* **SELECTED PASSAGE**:
While Hurricane Arthur made the headlines slamming into New Brunswick, July 5, it is the people of Elsipogtog First Nation and their supporters who will be remembered for making history on that date long after Arthur is forgotten.
Since the Supreme Court of Canada ruling nine days before that Aboriginal peoples still retain lawful title to their ancestral lands not sold or ceded by treaty, the Elsipgotog First Nation became Canada’s first First Nation to ‘reclaim’ ancestral land.
The land reclaimed by the Mi’kmaq is alongside Highway 11, near the exit to St. Charles, a village about 40 kilometers north of Bouctouche. It’s the same land targeted by a shale gas company, Southwestern Resources Canada (SWN), for drilling its first well in Kent County. The patch of grass looks innocuous, but it’s actually a key battleground in a hard-fought campaign by the citizenry of Kent County to stop shale gas.
People here have been peacefully resisting shale gas for three years. They call SWN’s proposed drill site the ‘kill zone’ and some are already making plans to leave. Now, bolstered by the Supreme Court decision, they may not have to leave.
Two women from Sackville on hand to support the Mi’kmaq termed the brief ceremony a “beautiful moment for all of us” and said the band’s action was necessary because provincial governments are “turning forests into barren land.”
SWN’s target drill site is also Mi’kmaq land that was never sold or given up by any treaty. That well-known fact makes the Supreme Court’s June 26 Tsilhqot’in decision in British Columbia look like a real ‘game-changer’ for the Mi’kmaq in New Brunswick too.
“We’re here to reclaim land the Crown is poisoning because we can’t allow that,” Mi’kmaq Warrior Chief John Levi said. “They want to kill us all.” A sign placed at the site says the Mi’kmaq are reclaiming the land “due to mismanagement of land held in trust by the Crown.”

[Data drawn from a collection]
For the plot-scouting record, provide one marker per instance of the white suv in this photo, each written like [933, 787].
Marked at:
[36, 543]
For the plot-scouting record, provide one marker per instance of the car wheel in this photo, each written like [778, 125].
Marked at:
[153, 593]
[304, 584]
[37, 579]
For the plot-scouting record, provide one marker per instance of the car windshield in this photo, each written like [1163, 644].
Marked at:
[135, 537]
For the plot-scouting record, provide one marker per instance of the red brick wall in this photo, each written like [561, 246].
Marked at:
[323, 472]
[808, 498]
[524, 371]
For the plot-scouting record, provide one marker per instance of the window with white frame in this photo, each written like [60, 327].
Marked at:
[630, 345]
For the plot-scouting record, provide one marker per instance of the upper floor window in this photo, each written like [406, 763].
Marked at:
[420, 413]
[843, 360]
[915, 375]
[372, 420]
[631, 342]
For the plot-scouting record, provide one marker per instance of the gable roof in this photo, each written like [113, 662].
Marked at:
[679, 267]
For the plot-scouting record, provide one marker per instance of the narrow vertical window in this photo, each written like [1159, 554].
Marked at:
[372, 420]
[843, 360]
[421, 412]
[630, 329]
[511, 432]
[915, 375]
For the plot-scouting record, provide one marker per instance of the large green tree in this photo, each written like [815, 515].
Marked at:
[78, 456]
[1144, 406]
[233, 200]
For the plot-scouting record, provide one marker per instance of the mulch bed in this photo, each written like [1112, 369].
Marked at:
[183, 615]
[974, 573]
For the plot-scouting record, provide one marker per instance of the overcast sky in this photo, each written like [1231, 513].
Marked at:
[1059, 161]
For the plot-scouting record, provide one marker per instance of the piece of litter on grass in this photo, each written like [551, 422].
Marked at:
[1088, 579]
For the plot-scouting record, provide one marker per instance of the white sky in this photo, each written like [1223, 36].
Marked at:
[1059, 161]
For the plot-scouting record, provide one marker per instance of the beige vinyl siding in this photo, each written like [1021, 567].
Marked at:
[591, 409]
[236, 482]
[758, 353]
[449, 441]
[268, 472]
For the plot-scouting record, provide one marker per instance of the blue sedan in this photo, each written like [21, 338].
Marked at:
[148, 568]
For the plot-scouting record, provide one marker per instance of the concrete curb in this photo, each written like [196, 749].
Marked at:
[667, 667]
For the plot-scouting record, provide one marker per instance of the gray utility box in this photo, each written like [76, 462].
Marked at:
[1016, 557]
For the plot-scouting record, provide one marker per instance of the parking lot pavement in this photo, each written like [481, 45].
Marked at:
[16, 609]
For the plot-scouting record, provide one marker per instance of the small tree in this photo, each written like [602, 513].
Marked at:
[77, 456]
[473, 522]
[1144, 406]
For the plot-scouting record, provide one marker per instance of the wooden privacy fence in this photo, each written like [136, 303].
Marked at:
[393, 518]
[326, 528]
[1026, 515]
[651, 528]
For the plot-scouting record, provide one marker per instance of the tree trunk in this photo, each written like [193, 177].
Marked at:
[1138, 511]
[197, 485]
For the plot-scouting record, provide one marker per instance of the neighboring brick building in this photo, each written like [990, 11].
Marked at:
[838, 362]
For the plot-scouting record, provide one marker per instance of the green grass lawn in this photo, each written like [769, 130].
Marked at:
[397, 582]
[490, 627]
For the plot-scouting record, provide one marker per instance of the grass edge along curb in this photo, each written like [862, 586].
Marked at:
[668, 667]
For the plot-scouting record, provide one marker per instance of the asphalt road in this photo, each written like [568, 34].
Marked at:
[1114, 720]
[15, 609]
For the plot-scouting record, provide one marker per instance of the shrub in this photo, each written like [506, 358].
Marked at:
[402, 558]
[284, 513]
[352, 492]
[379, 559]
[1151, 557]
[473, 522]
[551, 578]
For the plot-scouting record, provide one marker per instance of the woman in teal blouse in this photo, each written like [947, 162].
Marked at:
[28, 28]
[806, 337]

* **AIM OF THE TASK**: Pick up the article on the Elsipogtog First Nation's land reclamation and continue it from its final sentence.

* **REPLY TO THE EXERCISE**:
A plaque attached to that sign notes that the land has been “reclaimed under the authority of the Signitog District Grand Council and Band Council Resolution, Chronological No. 2013-09-30, of Elsipogtog First Nation, Kopit Lodge.”
The historic moment was live streamed on YouTube by Dee Shanger. Shanger has been making a video record of the Mi’kmaq attempts to have their authority over their ancestral lands respected by the provincial government.
To applause of those gathered to witness the event, Levi declared that “if SWN comes back, we’ll be here too.” Those sentiments were echoed by Ann Pohl who has been unwavering in her support of the Elsipogtog First Nation and opposition to shale gas development.
“”We’ll be back on the line again if we need to be,” Pohl said. She is one of a number of people named by SWN last year in a so-called ‘SLAPP’ suit designed to stop their anti-shale gas protest work. The peaceful resistance to shale gas development in Kent County last year may not be necessary if the provincial government willingly complies with the Supreme Court decision.
It now appears quite likely that the Mi’kmaq will be taking legal action against the Province of New Brunswick to force it to respect the law. Such legal action would very likely make shale gas development here all but impossible. There are also serious implications for forestry leases granting access to traditional Aboriginal land.
“With the Supreme Court of Canada’s Tsilhqot’in decision, it is absolutely clear that the Mi’kmaq People have a truly winnable case,” Pohl. “The IMW Peace and Friendship Legal Fund will finance this winning challenge.”
Anyone wishing to support the Mi’kmaq legal action can send donations to the IMW Peace and Friendship Legal Fund at 249 Main St, Elsipogtog NB E4W-2X2. IMW stands for Iapjiw Maliaptasikt’tiew Wskwitqamu, which means “Forever taking care of the earth.”
In giving the Supreme Court decision, Justice McLachlin detailed what a provincial government’s ‘duty to consult’ Aboriginal people about development on their land entails.
Compounding the failure of the Province of New Brunswick in its duty to consult with the Elsipogtog First Nation about such development is the fact that the Alward government granted those permits and leases to SWN in direct opposition to the clearly expressed wishes of the land owners. Further, it used the RCMP to forcibly repress peaceful opposition from those who, in light of June’s Supreme Court decision, still hold lawful title to that land.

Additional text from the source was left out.